--- Kutipan Pilihan ---
§
Mengais Harta dari Danau Berwarna Pink di Senegal

Warna pink Retba disebabkan bakteri Dunaliella salina yang memproduksi pigmen merah. Tak cuma cantik, danau itu jadi tempat bergantung hidup

oleh Elin Yunita Kristanti diperbarui 30 Jun 2014, 08:45 WIB
Diterbitkan 30 Jun 2014, 08:45 WIB
Danau Retba
Danau Retba (www.atlasobscura.com)

Liputan6.com, Dakar - Tak jauh dari ibukota Senegal, Dakar -- di tepi Semenanjung Cap Vert yang subur -- terdapat sebuah danau yang mencolok karena warnanya yang tak biasa: pink atau merah muda.

Danau Retba, atau dalam bahasa lokal disebut Lac Rose hanya dipisahkan oleh sejumlah bukit bercelah sempit dari Samudera Atlantik. Membuat kadar garamnya sangat tinggi. Tingkat salinitasnya, yang bisa mencapai 40% di beberapa titik, bersaing dengan Laut Mati, bahkan bisa melampauinya ketika musim kering.

Warna pink yang mencolok disebabkan oleh bakteri Dunaliella salina, yang tertarik dengan kadar garam yang dimiliki Retba. Organisme itu memproduksi pigmen merah untuk menyerap sinar matahari, sehingga membuat danau itu memiliki warna unik. Pink yang paling terang terlihat pada musim kering pada Bulan November ke Juni.

Dulu danau tersebut menjadi titik akhir atau finish Dakar Rally. Reli tersebut sudah tidak digelar lagi, sejak lima tahun lalu, namun Retba yang berstatus kandidat UNESCO World Heritage sejak 2005, dengan cepat menjadi salah satu tujuan wisata paling populer di Senegal.  

Tak hanya dinikmati keindahannya, Retba juga menjadi sumber penghasilan warga Afrika Barat itu. Dengan cara menambang garamnya.

Dulu orang-orang masih bisa menangkap ikan di sana, sebelum hewan laut menghilang. Sejak tahun 1970-an,  kekeringan dan sulitnya hidup membuat warga dari penjuru Afrika barat datang untuk mengumpulkan dan menjual garam untuk menambah penghasilan.

Salah satunya Moussa Fame. Pria 24 tahun itu datang dari Mali untuk bekerja di mengumpulkan garam di danau tersebut sejak 7 tahun lalu. Ia bekerja sendirian, terjun ke air danau yang merendam tubuhnya hingga dada, selama 7 jam sehari. Hanya dengan peralatan sederhana: sebuah keranjang, sekop, dan tongkat.
§
--- Soal Latihan ---
**1)** Bagaimana artikel tentang Danau Retba di atas diringkas dalam dua kalimat?
**2)** Ulangi kata demi kata bagian artikel tentang Danau Retba di atas antara "oleh Elin Yunita" dan "ketika musim kering.", termasuk kedua batas itu.
**3)** Tuliskan lanjutan artikel tentang Danau Retba di atas, dimulai setelah kalimat terakhirnya.

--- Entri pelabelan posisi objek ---
§
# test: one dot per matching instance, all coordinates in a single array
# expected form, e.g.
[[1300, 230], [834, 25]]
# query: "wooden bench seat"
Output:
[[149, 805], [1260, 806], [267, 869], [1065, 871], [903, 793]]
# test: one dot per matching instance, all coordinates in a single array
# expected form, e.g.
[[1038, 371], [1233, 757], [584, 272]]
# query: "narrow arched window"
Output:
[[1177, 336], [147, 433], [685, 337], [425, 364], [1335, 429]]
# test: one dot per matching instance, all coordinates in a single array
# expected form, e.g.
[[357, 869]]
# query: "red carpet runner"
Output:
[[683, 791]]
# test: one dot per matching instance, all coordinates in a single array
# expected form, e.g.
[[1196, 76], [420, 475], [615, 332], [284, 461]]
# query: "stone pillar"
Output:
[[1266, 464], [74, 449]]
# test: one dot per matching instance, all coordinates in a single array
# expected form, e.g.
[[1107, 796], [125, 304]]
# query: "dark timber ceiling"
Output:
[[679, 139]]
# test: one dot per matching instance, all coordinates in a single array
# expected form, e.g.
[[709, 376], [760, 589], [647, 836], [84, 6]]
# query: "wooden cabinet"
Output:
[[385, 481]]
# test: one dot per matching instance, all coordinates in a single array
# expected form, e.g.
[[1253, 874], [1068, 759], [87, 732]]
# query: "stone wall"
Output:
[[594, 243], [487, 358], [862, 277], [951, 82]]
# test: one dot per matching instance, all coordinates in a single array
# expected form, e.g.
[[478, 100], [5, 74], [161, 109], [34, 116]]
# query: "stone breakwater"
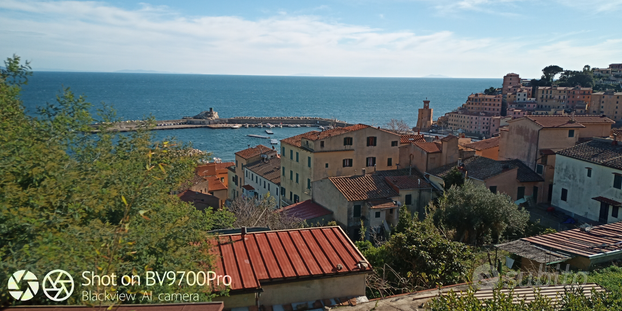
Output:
[[218, 123]]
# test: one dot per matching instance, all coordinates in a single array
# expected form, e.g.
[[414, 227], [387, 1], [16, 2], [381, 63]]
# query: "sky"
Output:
[[358, 38]]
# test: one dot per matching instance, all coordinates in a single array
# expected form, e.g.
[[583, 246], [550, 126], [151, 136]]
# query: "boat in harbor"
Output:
[[258, 136]]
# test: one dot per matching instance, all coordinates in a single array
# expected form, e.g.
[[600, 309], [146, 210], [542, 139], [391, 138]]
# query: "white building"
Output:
[[264, 176], [588, 180]]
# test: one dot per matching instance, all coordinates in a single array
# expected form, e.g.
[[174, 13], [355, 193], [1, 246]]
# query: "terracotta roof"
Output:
[[212, 169], [597, 151], [305, 210], [407, 182], [598, 241], [477, 167], [484, 144], [214, 184], [195, 306], [254, 151], [270, 169], [565, 121], [381, 204], [524, 174], [608, 201], [429, 147], [200, 200], [361, 188], [316, 135], [256, 259], [405, 139]]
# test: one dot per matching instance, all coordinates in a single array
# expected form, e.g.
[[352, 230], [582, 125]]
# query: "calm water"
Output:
[[372, 101]]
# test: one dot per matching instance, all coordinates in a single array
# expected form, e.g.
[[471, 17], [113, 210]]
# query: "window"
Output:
[[347, 162], [371, 141], [357, 211], [371, 161], [521, 193]]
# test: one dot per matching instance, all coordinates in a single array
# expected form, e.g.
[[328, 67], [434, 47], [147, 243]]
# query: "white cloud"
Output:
[[99, 37]]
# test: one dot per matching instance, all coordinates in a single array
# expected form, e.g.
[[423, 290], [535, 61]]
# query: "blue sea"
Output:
[[373, 101]]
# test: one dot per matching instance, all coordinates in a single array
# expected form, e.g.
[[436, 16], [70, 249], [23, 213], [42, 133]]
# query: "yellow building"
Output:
[[316, 155], [607, 103]]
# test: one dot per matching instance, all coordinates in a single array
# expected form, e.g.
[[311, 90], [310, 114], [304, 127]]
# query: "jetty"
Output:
[[210, 119]]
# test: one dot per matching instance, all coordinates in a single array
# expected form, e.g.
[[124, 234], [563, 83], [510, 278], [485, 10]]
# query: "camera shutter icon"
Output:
[[17, 282]]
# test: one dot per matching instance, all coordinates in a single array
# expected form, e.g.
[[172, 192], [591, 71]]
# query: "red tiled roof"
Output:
[[316, 135], [607, 201], [305, 210], [429, 147], [214, 184], [407, 182], [254, 151], [484, 144], [212, 169], [196, 306], [565, 121], [381, 204], [599, 240], [256, 259], [405, 139], [270, 169], [361, 188]]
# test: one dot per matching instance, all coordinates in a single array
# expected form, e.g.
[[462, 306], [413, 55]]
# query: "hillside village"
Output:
[[553, 150]]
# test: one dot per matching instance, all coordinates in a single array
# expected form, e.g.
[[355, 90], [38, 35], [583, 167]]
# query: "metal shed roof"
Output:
[[258, 258]]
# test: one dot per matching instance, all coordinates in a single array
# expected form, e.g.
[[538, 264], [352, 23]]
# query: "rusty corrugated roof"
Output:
[[598, 240], [259, 258]]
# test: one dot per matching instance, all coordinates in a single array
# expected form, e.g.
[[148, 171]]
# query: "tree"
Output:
[[454, 177], [479, 216], [251, 212], [398, 126], [100, 202]]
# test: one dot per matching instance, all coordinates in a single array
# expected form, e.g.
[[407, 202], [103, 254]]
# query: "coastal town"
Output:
[[552, 150]]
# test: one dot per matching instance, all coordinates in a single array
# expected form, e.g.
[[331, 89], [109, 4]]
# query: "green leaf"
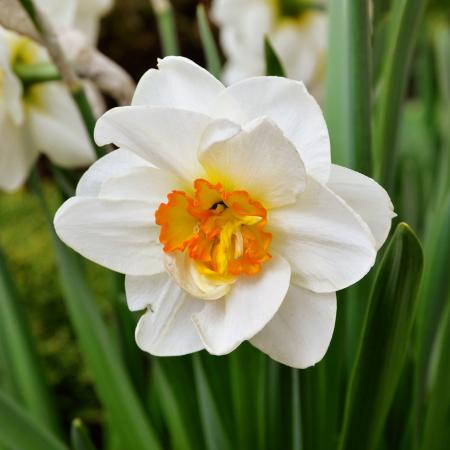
§
--- Jawaban Soal ---
**1)** Danau Retba di dekat Dakar, Senegal, berwarna pink karena bakteri Dunaliella salina, yang tertarik oleh kadar garam danau yang sangat tinggi, memproduksi pigmen merah. Selain menjadi salah satu tujuan wisata paling populer di Senegal, danau itu juga menjadi sumber penghasilan warga Afrika Barat yang menambang garamnya.

**2)**
oleh Elin Yunita Kristanti diperbarui 30 Jun 2014, 08:45 WIB
Diterbitkan 30 Jun 2014, 08:45 WIB
Danau Retba
Danau Retba (www.atlasobscura.com)

Liputan6.com, Dakar - Tak jauh dari ibukota Senegal, Dakar -- di tepi Semenanjung Cap Vert yang subur -- terdapat sebuah danau yang mencolok karena warnanya yang tak biasa: pink atau merah muda.

Danau Retba, atau dalam bahasa lokal disebut Lac Rose hanya dipisahkan oleh sejumlah bukit bercelah sempit dari Samudera Atlantik. Membuat kadar garamnya sangat tinggi. Tingkat salinitasnya, yang bisa mencapai 40% di beberapa titik, bersaing dengan Laut Mati, bahkan bisa melampauinya ketika musim kering.

**3)**
Untuk melindungi kulitnya dari kadar garam yang keras, ia melumuri tubuhnya dengan shea butter --  lemak alami yang diekstrak dari pohon Shea (Butyrospermum Parkii) -- sebelum masuk ke air.

"Jika kulit tak dilumuri dengan seha butter, garam akan merusak dan melukainya," kata Moussa, seperti Liputan6.com kutip dari CNN, Senin (30/6/2014). "Makin lama berada dalam danau, makin besar kemungkinan air asin akan melukaimu. Dan jika tak cepat-cepat melumuri luka dengan shea butter, ia akan makin parah."

Dengan kedalaman hanya 3 meter, Moussa mendayung ke area yang ia pilih. Lalu, menggunakan tongkat, ia mencari garam. Perahu yang ia sewa disebut pirogue, sepenuhnya terbuat dari kayu. Biduk itu tak dilengkapi mesin atau material dari logam. Sebab, air asin akan membuatnya berkarat dengan cepat.

"Aku tahu di mana harus mengumpulkan garam. Ketika tongkat yang kugunakan menyentuh garam, aku bisa merasakannya," kata Moussa.



Diperkirakan ada 1.000 orang yang bekerja menambang garam di danau -- 600 pria dan 400 perempuan yang mengumpulkan 24 ribu ton garam per tahun.

"Para penambang berasal dari Mali, Guinea, Pantai Gading, Burkina, beberapa dari Guinea-Bissau. Ada juga yang yang dari Senegal," kata Moussa.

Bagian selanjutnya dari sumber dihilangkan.